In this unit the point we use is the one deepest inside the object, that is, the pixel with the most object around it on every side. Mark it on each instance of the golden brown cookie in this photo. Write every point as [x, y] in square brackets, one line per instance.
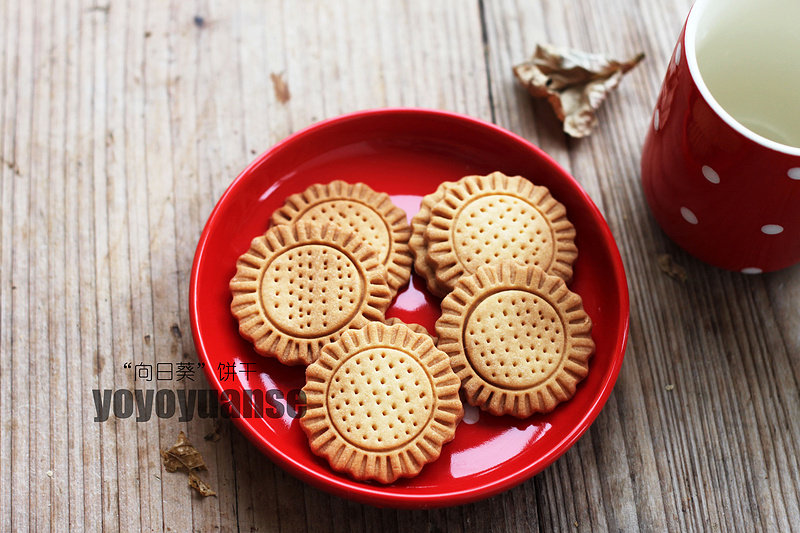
[418, 245]
[300, 286]
[381, 402]
[416, 328]
[517, 337]
[372, 216]
[485, 219]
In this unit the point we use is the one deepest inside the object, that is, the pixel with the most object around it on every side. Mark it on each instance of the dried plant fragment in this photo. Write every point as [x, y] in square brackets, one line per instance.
[185, 458]
[280, 87]
[574, 82]
[672, 269]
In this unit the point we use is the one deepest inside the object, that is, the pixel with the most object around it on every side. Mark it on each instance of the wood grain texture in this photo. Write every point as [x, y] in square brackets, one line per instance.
[122, 123]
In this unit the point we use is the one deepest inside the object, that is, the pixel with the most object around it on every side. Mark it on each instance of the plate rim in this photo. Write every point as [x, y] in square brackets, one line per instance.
[378, 496]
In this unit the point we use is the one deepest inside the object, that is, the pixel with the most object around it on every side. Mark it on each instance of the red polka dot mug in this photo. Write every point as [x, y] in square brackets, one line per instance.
[721, 160]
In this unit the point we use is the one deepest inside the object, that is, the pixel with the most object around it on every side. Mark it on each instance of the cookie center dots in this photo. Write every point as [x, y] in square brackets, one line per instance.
[501, 226]
[380, 398]
[368, 224]
[514, 339]
[311, 290]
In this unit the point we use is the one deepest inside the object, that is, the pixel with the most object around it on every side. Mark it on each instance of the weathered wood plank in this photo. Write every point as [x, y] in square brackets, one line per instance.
[122, 123]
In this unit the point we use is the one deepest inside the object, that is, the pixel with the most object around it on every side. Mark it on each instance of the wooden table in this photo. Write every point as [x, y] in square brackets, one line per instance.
[123, 123]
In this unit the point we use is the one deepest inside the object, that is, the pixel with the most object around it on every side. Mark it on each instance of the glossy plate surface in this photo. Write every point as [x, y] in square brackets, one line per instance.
[406, 153]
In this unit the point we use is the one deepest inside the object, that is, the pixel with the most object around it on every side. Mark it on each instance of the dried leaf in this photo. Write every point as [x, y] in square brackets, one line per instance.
[185, 457]
[574, 82]
[182, 456]
[669, 267]
[200, 486]
[280, 87]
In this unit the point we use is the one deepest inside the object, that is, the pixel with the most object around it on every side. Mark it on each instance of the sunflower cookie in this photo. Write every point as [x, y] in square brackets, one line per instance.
[485, 219]
[299, 287]
[418, 245]
[381, 402]
[517, 337]
[371, 214]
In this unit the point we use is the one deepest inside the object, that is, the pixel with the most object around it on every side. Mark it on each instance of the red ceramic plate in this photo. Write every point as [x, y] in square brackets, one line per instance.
[405, 153]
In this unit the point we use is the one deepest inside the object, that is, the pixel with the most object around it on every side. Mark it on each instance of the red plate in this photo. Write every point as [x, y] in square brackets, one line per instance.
[406, 153]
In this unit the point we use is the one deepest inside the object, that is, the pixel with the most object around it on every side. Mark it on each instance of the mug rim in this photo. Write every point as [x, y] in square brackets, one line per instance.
[691, 57]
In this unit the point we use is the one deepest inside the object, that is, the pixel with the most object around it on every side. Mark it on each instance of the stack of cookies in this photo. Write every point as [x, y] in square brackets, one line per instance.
[383, 396]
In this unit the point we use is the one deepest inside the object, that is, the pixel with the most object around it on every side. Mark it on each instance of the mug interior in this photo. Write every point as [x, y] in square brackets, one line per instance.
[745, 59]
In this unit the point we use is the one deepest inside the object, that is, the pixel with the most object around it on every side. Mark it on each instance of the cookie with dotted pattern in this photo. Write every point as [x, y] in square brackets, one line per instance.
[518, 338]
[370, 214]
[482, 220]
[381, 403]
[300, 286]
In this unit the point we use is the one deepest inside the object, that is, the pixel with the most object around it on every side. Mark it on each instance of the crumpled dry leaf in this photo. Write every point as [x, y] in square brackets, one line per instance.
[672, 269]
[182, 456]
[185, 457]
[574, 82]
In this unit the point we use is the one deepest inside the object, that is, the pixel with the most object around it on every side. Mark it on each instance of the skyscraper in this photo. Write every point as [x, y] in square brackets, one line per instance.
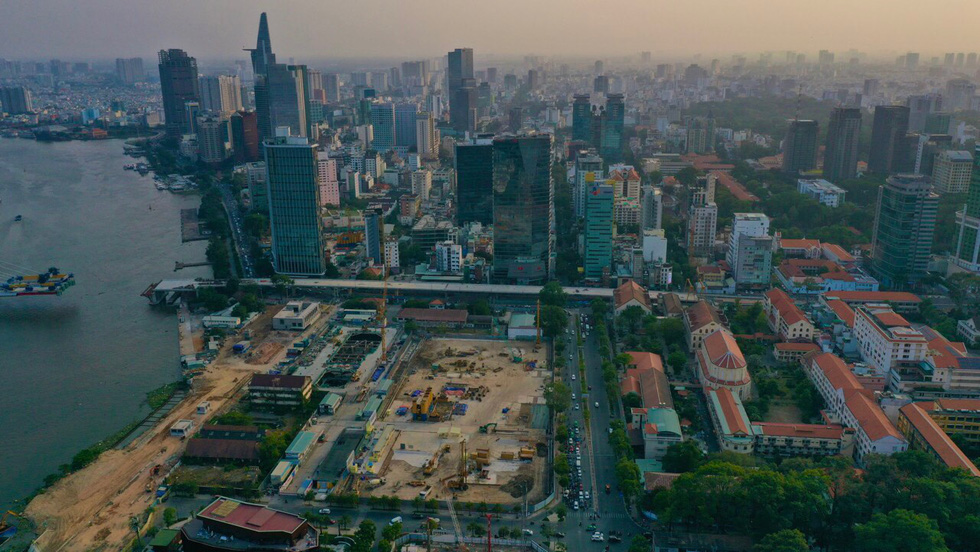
[405, 125]
[967, 251]
[841, 156]
[130, 70]
[383, 119]
[179, 85]
[474, 181]
[15, 100]
[523, 209]
[889, 149]
[800, 146]
[905, 221]
[294, 205]
[598, 231]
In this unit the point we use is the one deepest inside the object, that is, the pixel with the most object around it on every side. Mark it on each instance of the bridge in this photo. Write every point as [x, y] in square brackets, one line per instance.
[168, 291]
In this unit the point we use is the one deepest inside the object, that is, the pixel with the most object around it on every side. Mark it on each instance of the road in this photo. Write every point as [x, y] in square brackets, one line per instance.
[237, 223]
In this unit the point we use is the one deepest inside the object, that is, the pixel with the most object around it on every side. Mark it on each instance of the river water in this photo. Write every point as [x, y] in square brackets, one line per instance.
[76, 368]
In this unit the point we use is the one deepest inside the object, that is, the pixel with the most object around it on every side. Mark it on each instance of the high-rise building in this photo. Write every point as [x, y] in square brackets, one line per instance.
[425, 134]
[841, 156]
[951, 172]
[245, 136]
[750, 249]
[598, 231]
[889, 149]
[331, 87]
[473, 162]
[651, 208]
[905, 221]
[800, 146]
[179, 85]
[702, 218]
[373, 235]
[588, 171]
[220, 94]
[16, 100]
[523, 209]
[130, 70]
[383, 120]
[211, 133]
[405, 125]
[294, 204]
[967, 252]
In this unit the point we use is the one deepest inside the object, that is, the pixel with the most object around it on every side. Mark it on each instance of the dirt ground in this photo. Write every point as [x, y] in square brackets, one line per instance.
[90, 509]
[510, 386]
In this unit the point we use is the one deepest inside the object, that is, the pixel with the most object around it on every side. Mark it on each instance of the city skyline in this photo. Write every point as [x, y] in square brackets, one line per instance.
[492, 29]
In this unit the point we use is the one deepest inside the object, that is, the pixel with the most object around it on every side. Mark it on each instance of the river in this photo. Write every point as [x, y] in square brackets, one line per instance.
[76, 368]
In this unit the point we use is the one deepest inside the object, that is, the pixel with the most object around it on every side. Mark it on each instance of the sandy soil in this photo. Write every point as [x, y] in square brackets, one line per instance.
[91, 509]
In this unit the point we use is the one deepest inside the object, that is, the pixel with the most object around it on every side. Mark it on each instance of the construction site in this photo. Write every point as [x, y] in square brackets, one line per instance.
[467, 419]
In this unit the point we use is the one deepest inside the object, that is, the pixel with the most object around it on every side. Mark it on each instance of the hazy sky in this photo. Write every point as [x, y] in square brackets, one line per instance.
[83, 29]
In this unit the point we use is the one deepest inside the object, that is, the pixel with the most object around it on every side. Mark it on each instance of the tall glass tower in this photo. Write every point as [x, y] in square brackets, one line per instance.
[523, 209]
[292, 183]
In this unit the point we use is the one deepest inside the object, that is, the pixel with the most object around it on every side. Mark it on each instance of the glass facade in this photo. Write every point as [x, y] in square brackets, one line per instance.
[294, 206]
[523, 209]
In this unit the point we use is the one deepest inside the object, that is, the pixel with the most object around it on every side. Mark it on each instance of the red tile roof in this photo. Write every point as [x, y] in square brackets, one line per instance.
[938, 441]
[872, 419]
[723, 351]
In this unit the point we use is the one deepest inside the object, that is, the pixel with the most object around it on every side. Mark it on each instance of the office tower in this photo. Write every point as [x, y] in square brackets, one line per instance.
[211, 132]
[905, 220]
[588, 170]
[405, 125]
[192, 110]
[582, 118]
[951, 172]
[967, 252]
[651, 208]
[919, 107]
[373, 235]
[959, 94]
[294, 204]
[331, 87]
[473, 163]
[750, 249]
[327, 179]
[179, 85]
[600, 85]
[598, 231]
[889, 149]
[425, 134]
[383, 120]
[130, 70]
[841, 156]
[702, 218]
[611, 144]
[523, 209]
[800, 146]
[245, 136]
[515, 119]
[701, 135]
[220, 94]
[16, 100]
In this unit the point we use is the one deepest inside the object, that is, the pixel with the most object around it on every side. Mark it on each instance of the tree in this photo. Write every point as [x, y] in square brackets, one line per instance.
[553, 294]
[553, 320]
[682, 457]
[558, 396]
[787, 540]
[899, 531]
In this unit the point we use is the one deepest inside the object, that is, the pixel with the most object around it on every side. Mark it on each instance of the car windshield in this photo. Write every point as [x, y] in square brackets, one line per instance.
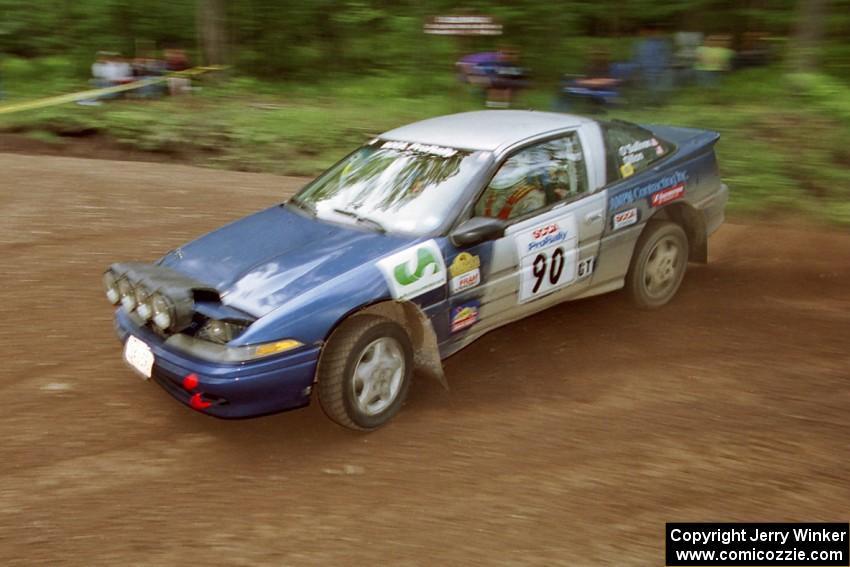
[394, 186]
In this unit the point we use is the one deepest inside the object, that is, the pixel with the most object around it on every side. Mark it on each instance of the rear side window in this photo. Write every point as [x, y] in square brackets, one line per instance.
[631, 149]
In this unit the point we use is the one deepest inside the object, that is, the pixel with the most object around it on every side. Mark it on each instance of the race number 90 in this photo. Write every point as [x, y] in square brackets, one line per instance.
[545, 267]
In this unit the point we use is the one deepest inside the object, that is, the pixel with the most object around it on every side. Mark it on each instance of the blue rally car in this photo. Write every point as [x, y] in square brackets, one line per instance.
[409, 249]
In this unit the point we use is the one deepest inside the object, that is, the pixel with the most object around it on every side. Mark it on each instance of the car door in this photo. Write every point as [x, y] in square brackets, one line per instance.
[546, 194]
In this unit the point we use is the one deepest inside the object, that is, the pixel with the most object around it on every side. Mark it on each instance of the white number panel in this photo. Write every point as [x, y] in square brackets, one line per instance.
[548, 256]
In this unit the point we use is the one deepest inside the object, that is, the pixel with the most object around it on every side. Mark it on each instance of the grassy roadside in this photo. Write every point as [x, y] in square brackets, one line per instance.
[784, 147]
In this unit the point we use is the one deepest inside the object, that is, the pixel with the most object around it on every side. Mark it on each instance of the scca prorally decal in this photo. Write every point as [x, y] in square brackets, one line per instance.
[548, 254]
[669, 194]
[643, 191]
[625, 218]
[414, 271]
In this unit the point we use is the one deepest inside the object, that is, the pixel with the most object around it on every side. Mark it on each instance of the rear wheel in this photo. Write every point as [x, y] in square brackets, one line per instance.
[365, 372]
[658, 265]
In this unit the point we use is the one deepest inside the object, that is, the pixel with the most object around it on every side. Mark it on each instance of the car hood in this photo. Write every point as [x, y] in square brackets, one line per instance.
[264, 260]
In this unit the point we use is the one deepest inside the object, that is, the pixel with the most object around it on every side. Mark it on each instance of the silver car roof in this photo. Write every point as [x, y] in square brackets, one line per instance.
[488, 130]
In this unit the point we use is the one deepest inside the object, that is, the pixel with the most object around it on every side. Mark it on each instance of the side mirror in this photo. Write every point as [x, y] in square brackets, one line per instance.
[476, 230]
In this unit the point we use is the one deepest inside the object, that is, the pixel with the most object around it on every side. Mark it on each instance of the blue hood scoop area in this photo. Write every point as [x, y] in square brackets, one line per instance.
[263, 260]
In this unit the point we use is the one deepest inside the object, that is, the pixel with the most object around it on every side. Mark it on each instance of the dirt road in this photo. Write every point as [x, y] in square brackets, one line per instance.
[566, 439]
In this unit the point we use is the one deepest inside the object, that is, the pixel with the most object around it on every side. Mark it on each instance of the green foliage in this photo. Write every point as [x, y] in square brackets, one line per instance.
[788, 155]
[293, 40]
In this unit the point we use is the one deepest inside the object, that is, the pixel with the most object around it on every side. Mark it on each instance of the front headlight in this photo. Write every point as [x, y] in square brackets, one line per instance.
[128, 295]
[162, 311]
[143, 304]
[276, 347]
[223, 353]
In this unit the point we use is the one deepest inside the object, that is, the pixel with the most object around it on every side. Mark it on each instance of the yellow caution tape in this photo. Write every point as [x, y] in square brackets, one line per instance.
[94, 93]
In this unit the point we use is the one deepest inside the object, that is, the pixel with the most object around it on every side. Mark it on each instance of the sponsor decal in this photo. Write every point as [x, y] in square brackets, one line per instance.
[632, 158]
[586, 267]
[464, 316]
[546, 236]
[643, 191]
[666, 195]
[625, 218]
[414, 271]
[465, 272]
[548, 254]
[637, 147]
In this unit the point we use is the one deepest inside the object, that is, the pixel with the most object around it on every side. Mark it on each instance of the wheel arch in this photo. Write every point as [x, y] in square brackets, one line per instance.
[692, 222]
[418, 327]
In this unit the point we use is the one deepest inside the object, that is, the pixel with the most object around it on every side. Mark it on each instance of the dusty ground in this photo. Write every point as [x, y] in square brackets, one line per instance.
[568, 438]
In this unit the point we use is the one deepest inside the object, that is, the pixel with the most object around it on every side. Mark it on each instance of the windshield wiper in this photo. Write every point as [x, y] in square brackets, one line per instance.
[307, 207]
[361, 219]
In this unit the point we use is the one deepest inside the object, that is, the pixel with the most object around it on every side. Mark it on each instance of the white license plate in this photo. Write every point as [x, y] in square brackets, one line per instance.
[139, 356]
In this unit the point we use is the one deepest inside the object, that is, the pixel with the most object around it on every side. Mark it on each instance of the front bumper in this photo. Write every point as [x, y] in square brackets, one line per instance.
[247, 389]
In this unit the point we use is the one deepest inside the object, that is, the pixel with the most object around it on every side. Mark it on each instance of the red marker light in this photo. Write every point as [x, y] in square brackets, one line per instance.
[198, 403]
[190, 382]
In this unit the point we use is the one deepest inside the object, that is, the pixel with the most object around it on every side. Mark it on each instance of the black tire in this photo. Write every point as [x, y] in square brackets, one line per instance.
[357, 341]
[658, 265]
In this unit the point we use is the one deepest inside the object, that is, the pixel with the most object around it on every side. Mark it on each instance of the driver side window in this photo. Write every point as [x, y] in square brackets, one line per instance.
[535, 177]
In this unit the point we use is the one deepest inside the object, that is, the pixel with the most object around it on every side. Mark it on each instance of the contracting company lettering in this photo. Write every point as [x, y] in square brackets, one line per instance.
[643, 191]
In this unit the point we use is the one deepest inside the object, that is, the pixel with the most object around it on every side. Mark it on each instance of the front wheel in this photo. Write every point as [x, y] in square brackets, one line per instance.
[658, 265]
[365, 372]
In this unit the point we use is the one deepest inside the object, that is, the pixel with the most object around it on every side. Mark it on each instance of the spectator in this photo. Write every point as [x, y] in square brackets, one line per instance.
[147, 68]
[685, 56]
[652, 58]
[176, 60]
[714, 58]
[506, 77]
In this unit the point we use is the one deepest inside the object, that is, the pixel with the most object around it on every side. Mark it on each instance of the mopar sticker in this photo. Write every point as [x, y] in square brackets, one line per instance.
[414, 271]
[625, 218]
[547, 256]
[465, 272]
[464, 316]
[672, 181]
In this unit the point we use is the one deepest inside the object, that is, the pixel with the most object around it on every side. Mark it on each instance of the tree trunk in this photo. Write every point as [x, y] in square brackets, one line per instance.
[211, 31]
[811, 17]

------------

Return, word for word, each line from the line that contains "the front wheel" to the end of the listing above; include both end lines and nothing else.

In this unit the point we use is the one deepest inside the object, that is, the pixel with the most object around it on every side. Mark it on each instance of the front wheel in this photo. Write every point as [x, y] in square brackets, one line per instance.
[658, 265]
[365, 372]
In this unit the point we use is the one deepest inside the object, that is, the pixel with the most object around it on every side. Mark it on each instance of the spectator in this photo. Write every point as [x, y] in square brackets, one line per instance.
[147, 68]
[685, 56]
[652, 58]
[176, 60]
[714, 58]
[506, 77]
In this unit the point we use is the one deepest inside the object, that is, the pixel with the most object around it on every side. Mark it on each instance of the mopar sticker in this photo. Write every point as [x, y] in square brackets, one line per instance.
[414, 271]
[625, 218]
[547, 256]
[465, 272]
[464, 316]
[672, 181]
In this unit the point we use is the one deepest inside the object, that is, the pixel with the most object around it on every side. Mark it on each instance of the tree trunk in this photo. Write every point as [x, y] in square brackets, one line per instance.
[211, 31]
[811, 17]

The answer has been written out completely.